[Natural language region descriptions]
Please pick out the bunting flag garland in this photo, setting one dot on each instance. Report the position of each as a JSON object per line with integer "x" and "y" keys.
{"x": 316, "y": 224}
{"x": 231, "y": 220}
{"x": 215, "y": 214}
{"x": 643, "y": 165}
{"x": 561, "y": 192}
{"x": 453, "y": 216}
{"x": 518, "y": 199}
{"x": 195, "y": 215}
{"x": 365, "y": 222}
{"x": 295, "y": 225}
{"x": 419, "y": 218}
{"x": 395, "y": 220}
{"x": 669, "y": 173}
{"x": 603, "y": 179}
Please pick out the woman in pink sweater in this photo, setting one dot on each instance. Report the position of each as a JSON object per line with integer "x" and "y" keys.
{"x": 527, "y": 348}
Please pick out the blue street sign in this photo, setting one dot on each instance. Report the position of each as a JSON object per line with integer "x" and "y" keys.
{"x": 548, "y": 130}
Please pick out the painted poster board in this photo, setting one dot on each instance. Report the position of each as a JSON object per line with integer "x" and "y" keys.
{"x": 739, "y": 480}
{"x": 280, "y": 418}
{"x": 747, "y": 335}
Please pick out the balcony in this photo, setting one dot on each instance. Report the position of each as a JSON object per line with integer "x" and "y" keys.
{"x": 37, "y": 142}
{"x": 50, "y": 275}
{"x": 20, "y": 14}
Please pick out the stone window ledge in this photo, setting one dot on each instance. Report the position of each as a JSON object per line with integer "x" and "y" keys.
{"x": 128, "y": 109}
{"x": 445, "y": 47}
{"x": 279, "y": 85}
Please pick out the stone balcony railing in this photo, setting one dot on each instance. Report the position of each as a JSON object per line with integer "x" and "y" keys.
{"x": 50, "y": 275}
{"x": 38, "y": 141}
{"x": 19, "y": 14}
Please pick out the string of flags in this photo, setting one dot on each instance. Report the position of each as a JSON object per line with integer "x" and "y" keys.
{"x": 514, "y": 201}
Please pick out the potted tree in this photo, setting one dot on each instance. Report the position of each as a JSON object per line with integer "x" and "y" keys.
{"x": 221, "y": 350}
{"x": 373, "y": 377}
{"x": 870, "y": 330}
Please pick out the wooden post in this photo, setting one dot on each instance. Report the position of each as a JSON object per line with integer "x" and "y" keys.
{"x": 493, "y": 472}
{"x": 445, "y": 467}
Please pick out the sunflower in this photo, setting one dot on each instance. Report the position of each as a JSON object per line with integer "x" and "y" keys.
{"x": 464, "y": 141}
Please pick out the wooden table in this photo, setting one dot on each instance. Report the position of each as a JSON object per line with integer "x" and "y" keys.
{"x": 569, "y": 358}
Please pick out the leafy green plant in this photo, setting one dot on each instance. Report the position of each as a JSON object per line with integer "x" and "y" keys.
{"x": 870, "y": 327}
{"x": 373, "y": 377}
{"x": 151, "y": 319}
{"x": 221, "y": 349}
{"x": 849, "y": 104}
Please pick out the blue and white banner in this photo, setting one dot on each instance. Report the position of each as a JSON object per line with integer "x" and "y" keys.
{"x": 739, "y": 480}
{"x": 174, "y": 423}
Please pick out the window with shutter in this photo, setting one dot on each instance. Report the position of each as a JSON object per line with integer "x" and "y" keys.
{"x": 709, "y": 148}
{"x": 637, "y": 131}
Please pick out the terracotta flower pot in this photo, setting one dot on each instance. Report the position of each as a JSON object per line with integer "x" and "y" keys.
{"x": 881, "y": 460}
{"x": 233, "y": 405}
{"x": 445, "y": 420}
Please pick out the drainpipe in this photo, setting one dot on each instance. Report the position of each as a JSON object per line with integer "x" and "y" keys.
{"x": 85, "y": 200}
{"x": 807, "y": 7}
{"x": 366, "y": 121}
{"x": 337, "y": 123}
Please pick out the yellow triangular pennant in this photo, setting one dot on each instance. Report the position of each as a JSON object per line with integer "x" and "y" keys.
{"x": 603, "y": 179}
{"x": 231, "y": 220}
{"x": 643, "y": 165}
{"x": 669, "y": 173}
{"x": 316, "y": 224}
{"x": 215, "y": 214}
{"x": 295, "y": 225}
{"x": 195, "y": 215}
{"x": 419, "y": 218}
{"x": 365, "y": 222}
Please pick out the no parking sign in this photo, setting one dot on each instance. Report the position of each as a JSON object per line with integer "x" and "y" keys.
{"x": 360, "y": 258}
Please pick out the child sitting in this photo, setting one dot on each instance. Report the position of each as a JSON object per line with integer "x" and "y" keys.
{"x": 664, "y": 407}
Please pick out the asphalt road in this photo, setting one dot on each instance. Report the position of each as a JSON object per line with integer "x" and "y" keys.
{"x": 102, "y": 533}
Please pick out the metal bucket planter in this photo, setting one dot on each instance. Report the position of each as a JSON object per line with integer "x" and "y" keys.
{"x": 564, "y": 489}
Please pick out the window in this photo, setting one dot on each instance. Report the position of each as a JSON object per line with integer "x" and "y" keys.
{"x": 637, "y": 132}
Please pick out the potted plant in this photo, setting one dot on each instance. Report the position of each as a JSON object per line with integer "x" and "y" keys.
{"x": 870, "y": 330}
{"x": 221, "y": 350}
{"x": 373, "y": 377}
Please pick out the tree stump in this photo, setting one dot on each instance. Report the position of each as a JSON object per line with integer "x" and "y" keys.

EXERCISE DIRECTIONS: Return all of the data exactly as it reads.

SOLUTION BELOW:
Please pick out the bunting flag garland in this photo, setting one dot on each instance. Report the position of each as a JSON object per line with integer "x" and "y" keys.
{"x": 316, "y": 224}
{"x": 231, "y": 220}
{"x": 215, "y": 214}
{"x": 643, "y": 165}
{"x": 561, "y": 192}
{"x": 453, "y": 216}
{"x": 518, "y": 199}
{"x": 195, "y": 215}
{"x": 365, "y": 222}
{"x": 295, "y": 225}
{"x": 419, "y": 218}
{"x": 395, "y": 220}
{"x": 669, "y": 173}
{"x": 603, "y": 179}
Please pick out the woman in pink sweater in this photo, setting one dot on each instance. Report the position of each as a JSON object per line with integer "x" and "y" keys.
{"x": 527, "y": 348}
Please pick out the blue street sign in this photo, setting one dot on each instance. Report the position of each as a JSON object per line with integer "x" and "y" keys.
{"x": 548, "y": 130}
Please pick out the painted poster board in this photo, setting one dot on each instance. Report the position of each as a JSON object per line with integer "x" and "y" keys.
{"x": 739, "y": 480}
{"x": 280, "y": 418}
{"x": 747, "y": 335}
Please pick out the balcony in this photo, setting one dot on each instance. Report the position of each as a JSON object per line with integer "x" and "y" keys.
{"x": 37, "y": 142}
{"x": 50, "y": 275}
{"x": 20, "y": 14}
Please pick out the stone window ledge in this photo, setting one dot on each instance. Report the position of each as a JSON object per line with integer "x" and "y" keys.
{"x": 128, "y": 109}
{"x": 445, "y": 47}
{"x": 279, "y": 85}
Please pick out the stone balcony railing in this photo, setting one dot on each instance. Report the position of each as a JSON object per line with integer "x" and "y" keys.
{"x": 50, "y": 275}
{"x": 38, "y": 141}
{"x": 19, "y": 14}
Please pick out the string of flags in this photo, setting one dot on each instance. Report the position of each as a JSON object per line with integer "x" and "y" keys.
{"x": 514, "y": 201}
Please pick out the potted tree in this photo, setting one dot on each instance. Report the position of each as a JSON object per line with integer "x" and "y" keys.
{"x": 221, "y": 350}
{"x": 373, "y": 377}
{"x": 870, "y": 330}
Please pick out the wooden post in this photo, setting one dot on each instance. Report the position of each as a JSON object per line with integer "x" and "y" keys.
{"x": 493, "y": 472}
{"x": 445, "y": 467}
Please pick out the sunflower in this photo, setting one dot on each instance. Report the position of each as a JSON object per line with integer "x" and "y" keys.
{"x": 464, "y": 141}
Please pick out the wooden table in this photo, setting one dot on each instance. Report the position of each as a JSON object per line with integer "x" and "y" keys.
{"x": 569, "y": 358}
Please pick out the leafy green plant in this photo, setting one dot on each instance. Report the position of each as a JSON object per line with integer "x" and "y" keys.
{"x": 870, "y": 327}
{"x": 373, "y": 377}
{"x": 151, "y": 319}
{"x": 221, "y": 349}
{"x": 849, "y": 104}
Please pick out the blue and white banner in this photo, setting one dot on each instance. Report the position of each as a JSON object per line with integer "x" and "y" keys.
{"x": 739, "y": 480}
{"x": 174, "y": 423}
Please pick out the window with shutter in this photo, setting one dot on each instance. Report the position of each as a JSON object per line with integer "x" and "y" keys.
{"x": 709, "y": 148}
{"x": 637, "y": 131}
Please pick out the terracotta flower pot in this photo, setting one dot on each instance. Report the position of each as a JSON object per line with integer "x" and "y" keys.
{"x": 881, "y": 460}
{"x": 233, "y": 405}
{"x": 445, "y": 420}
Please pick out the drainpipe in this photo, setting one dot on each instance. Report the position of each as a JSON object per line with integer "x" and "y" keys.
{"x": 85, "y": 200}
{"x": 807, "y": 7}
{"x": 366, "y": 121}
{"x": 337, "y": 123}
Please pick out the yellow triangular pennant in this photo, setting one dot on each instance. Report the position of each as a JSON object per line with integer "x" and "y" keys.
{"x": 603, "y": 179}
{"x": 231, "y": 220}
{"x": 643, "y": 165}
{"x": 669, "y": 173}
{"x": 316, "y": 224}
{"x": 215, "y": 214}
{"x": 295, "y": 225}
{"x": 195, "y": 215}
{"x": 419, "y": 218}
{"x": 365, "y": 222}
Please pick out the no parking sign in this photo, setting one dot on each instance. Report the position of each as a JSON object per line with integer "x" and "y" keys.
{"x": 360, "y": 258}
Please pick out the child sitting in this photo, setting one dot on each instance. Report the position of each as a JSON object per line with integer "x" and "y" keys.
{"x": 664, "y": 407}
Please pick out the asphalt road in this photo, setting one dot on each instance. Report the position of each as a JSON object per line with integer "x" and "y" keys.
{"x": 102, "y": 533}
Please pick out the metal bucket planter in this photo, setting one dot on each instance. Report the position of each as a JSON object per line with integer "x" and "y" keys.
{"x": 564, "y": 489}
Please pick out the window in this photo, setting one dot on each instance. Report the position of each as a JSON object per line with integer "x" and "y" keys.
{"x": 637, "y": 132}
Please pick out the potted plant in this photo, setting one dot on each instance. Report the position of each as a JSON object per line with integer "x" and "y" keys.
{"x": 870, "y": 330}
{"x": 221, "y": 350}
{"x": 373, "y": 377}
Please pick out the tree stump in this photo, setting one dot on each instance. Report the position of each as a JSON object per line with integer "x" and "y" keys.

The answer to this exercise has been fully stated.